#### TEXT UNDER STUDY:

Rutin (vitamin P1), whose effect on cisplatin-induced cardiotoxicity is the subject of this study, has many properties such as antioxidant, anticancer, antidiabetic, antimicrobial, antiulcer, and tissue renewal properties (12, 13). This suggests that rutin can be effective for preventing cisplatin-induced cardiotoxicity. However, no research on the prophylactic effect of rutin (P1) against cisplatin-induced cardiotoxicity has been reported so far. Therefore, the aim of this study is to biochemically, histopathologically, and immunohistochemically investigate the effect of rutin on cisplatin-induced oxidative cardiac damage.
Methods
Animals
In the study, we used a total of 24 male albino Wistar rats obtained from University Medical Experimental Practice and Research Center. The weight of the rats ranged between 260–280 grams, and they were kept and fed at normal room temperature (22°C) before the experiment. Ethics committee approval was obtained from University Animal Experiments Local Ethics Committee (24.08.2017, 7/105).
Chemical agents
Sodium thiopental was purchased from IE Ulagay (Turkey), Rutin was purchased from Solgar (USA), and cisplatin from Liba (Turkey).
Experimental groups
Rats used in the study were divided into four groups: healthy (HE), 5-mg/kg cisplatin (CP), 50-mg/kg rutin+5-mg/kg cisplatin (CR-50), and 100-mg/kg rutin+5-mg/kg cisplatin (CR-100) group.
Experimental procedure
Oral catheters were used to administer 50-mg/kg rutin to the rats in the CR-50 group (n=6) and 100-mg/kg rutin to the rats in the CR-100 group (n=6). Distilled water was administered as a solvent through the same route in the CP (n=6) and HE (n=6) groups. One hour after the administration of rutin and distilled water, 5-mg/kg cisplatin was injected intraperitoneally (i.p.) into the rats in the CR-50, CR-100, and CP groups once in every 2 days for a total of 8 days. Rutin and distilled water were administered once a day for 8 days. At the end of this period, all animals were sacrificed using a high-dose anesthetic (50-mg/kg sodium thiopental) and cardiac tissues were removed. Malondialdehyde (MDA), total glutathione (tGSH), interleukin 1 beta (IL-1β), and tumor necrosis factor alpha (TNF-α) levels in the collected cardiac tissues were measured. Troponin I (TPI), creatine kinase (CK), CK-MB levels were measured using blood samples collected before sacrifice. Moreover, cardiac tissues were examined histopathologically and immunohistochemically. Results obtained from the rutin group were compared with the results obtained from the HE and CP groups.

#### EXTRACTED MATERIAL:
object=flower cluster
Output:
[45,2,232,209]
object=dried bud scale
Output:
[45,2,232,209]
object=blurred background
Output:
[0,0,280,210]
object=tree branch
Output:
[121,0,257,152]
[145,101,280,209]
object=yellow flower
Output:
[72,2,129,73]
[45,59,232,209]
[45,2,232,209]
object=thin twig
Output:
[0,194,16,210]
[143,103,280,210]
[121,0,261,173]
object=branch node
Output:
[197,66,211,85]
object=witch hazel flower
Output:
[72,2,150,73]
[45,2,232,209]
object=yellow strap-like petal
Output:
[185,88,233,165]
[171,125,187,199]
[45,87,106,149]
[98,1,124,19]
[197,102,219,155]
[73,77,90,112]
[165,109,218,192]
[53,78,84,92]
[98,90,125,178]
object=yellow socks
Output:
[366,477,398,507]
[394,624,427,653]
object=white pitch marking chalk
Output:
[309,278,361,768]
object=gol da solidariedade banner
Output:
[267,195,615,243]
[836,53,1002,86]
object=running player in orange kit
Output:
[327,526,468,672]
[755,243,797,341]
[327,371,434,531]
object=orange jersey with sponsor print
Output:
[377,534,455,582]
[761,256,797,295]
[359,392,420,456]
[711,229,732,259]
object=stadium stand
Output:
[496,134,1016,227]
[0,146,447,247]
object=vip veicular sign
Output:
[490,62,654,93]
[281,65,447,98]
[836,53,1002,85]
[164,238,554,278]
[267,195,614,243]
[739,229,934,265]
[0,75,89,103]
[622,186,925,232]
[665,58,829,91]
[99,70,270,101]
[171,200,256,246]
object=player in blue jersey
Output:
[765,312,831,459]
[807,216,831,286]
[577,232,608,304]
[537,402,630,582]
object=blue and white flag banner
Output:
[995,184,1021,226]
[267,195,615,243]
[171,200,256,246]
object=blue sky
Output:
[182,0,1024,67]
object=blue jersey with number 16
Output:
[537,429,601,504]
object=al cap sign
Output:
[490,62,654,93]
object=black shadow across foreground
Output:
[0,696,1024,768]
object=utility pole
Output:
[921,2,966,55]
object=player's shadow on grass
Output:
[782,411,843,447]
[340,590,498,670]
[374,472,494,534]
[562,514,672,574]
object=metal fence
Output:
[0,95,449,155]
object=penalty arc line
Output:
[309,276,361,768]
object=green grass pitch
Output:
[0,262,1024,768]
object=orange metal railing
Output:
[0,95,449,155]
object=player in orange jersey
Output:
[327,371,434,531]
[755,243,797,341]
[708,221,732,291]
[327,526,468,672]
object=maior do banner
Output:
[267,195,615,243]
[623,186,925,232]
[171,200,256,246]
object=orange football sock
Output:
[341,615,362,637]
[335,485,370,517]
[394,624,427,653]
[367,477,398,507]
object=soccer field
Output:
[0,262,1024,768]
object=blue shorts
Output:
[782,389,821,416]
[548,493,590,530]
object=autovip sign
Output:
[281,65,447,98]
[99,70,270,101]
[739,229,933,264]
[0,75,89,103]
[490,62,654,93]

#### ACTION ITEM:
List every level that the rutin study text says was measured in the collected cardiac tissues, giving each one's full name and abbreviation.

#### OUTPUT OF THE TASK:
- Malondialdehyde (MDA)
- Total glutathione (tGSH)
- Interleukin 1 beta (IL-1β)
- Tumor necrosis factor alpha (TNF-α)